**YOUR GOAL**
Using the publishing notes on Borders and political titles, decide whether each statement agrees with the text, answering yes or no and quoting the deciding words: (a) Borders Group shares closed at $1.11 on Friday. (b) Publishers told the Wall Street Journal they had stopped shipping books to Borders. (c) HarperCollins has increased the size of its print runs.

Notes: Borders Edges Lower; Shift in Political Titles
Shares of Borders Group fell below $1 for a time on Friday and closed at $1.11, down 19%, as investors anticipate that Borders's quarterly results tomorrow will resemble the major sales drops reported by Barnes & Noble and Books-A-Million (see below) last week.
Publishers contacted by the Wall Street Journal said they're continuing to ship books to Borders and that the company is paying its bills. HarperCollins CEO Brian Murray told the Journal that HarperCollins is being "prudent" about volume in general. "We are very aware that consumers aren't spending as they once did," he said. "We've reduced the quantities of our printings and are relying more on just-in-time resupply."
Several news organizations surveyed the changing landscape for political and presidential books.
During the Bush Administration, "current events and political titles," including anti-Bush books and titles about September 11, the wars in Iraq and Afghanistan and the Muslim world, have been popular, the Guardian said. Now "Obama has signalled--in his appointments and policy platforms--that passing an economic stimulus package, kick-starting recovery, bipartisanship, health care, and resurrecting America's relationship with countries around the world will be at the forefront of his agenda"--and popular titles will reflect these themes.
For its part, AFP wrote that "the literati are back in charge of Washington as sales of books by, related to or merely mentioned by Barack Obama rocket ahead of the author-politician's entry into the White House."

(Dataset excerpts)

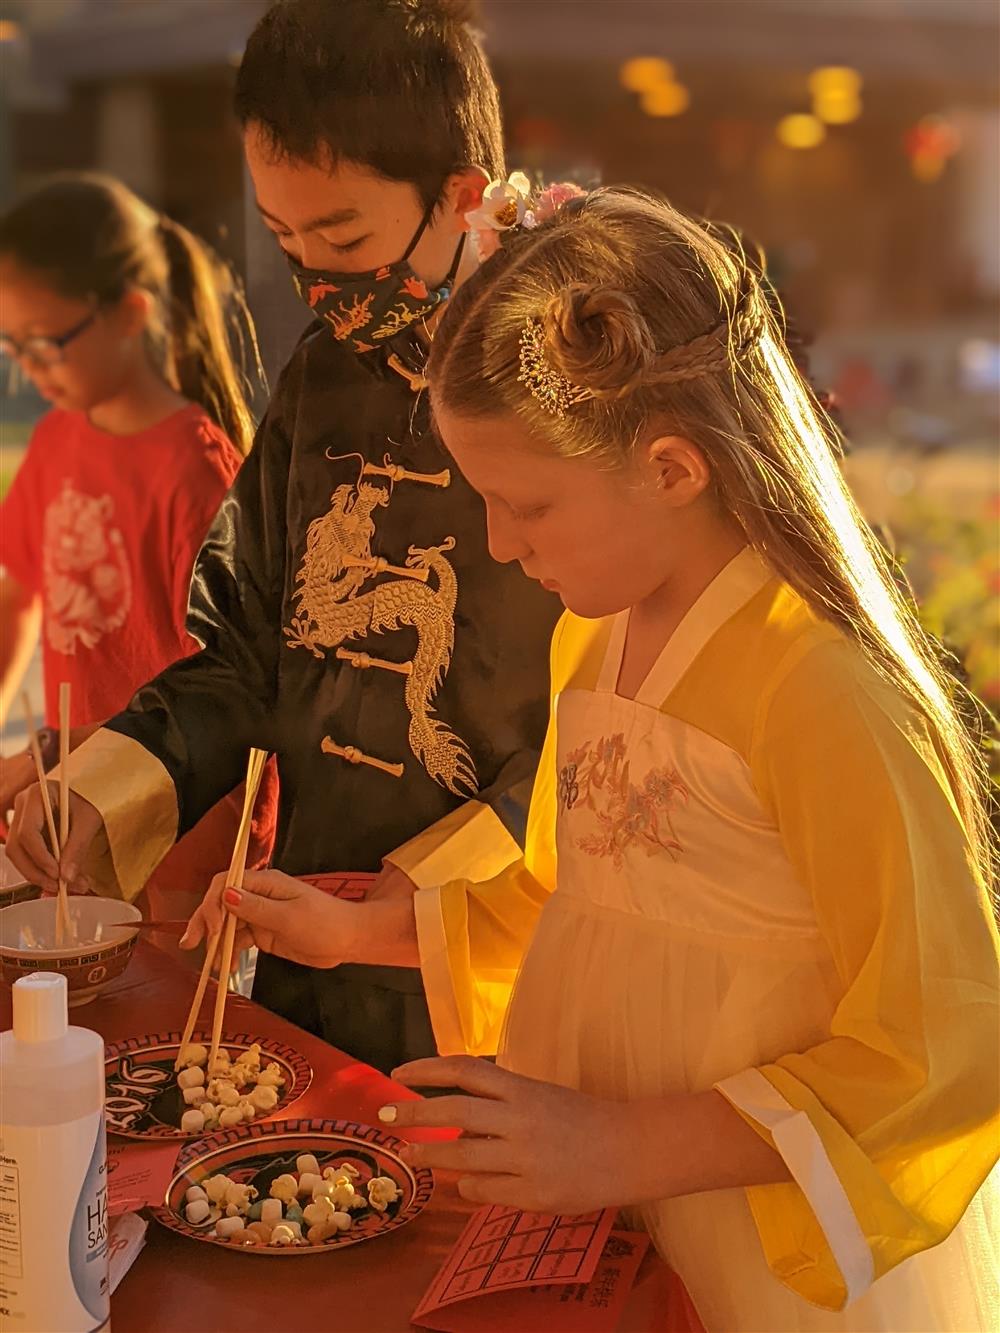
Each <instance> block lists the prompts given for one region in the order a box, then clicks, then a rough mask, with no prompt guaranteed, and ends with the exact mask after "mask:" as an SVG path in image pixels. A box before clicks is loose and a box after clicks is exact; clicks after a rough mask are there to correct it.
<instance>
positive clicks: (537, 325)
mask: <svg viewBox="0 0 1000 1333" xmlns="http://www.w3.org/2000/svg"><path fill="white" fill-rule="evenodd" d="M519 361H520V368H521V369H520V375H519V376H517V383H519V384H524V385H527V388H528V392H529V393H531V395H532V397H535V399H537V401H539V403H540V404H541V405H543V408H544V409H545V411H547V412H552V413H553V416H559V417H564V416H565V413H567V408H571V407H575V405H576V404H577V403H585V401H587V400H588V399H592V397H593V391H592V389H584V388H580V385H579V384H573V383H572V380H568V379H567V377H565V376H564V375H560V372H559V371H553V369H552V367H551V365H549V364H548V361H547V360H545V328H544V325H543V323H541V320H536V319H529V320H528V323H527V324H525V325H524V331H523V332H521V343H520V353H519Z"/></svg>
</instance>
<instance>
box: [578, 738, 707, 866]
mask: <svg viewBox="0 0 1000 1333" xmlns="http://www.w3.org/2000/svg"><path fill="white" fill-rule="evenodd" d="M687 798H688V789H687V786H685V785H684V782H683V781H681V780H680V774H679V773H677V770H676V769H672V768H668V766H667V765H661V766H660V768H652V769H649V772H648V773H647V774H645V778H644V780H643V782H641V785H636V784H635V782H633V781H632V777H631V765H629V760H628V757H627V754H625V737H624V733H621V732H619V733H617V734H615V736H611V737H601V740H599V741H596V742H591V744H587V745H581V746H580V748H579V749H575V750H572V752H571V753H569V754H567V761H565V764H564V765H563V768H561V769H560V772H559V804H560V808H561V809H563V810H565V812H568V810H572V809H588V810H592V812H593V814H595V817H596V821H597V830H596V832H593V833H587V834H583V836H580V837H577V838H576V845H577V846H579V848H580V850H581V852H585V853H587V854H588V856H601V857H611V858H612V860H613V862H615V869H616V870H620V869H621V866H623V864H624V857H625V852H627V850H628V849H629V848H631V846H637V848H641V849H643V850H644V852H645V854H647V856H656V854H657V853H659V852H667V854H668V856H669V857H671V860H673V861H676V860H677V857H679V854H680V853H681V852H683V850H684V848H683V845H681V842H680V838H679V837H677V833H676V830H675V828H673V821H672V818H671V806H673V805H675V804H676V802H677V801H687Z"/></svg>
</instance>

**ANSWER FOR THIS EXERCISE**
(a) Yes: "closed at $1.11, down 19%"
(b) No: "they're continuing to ship books to Borders and that the company is paying its bills"
(c) No: "We've reduced the quantities of our printings"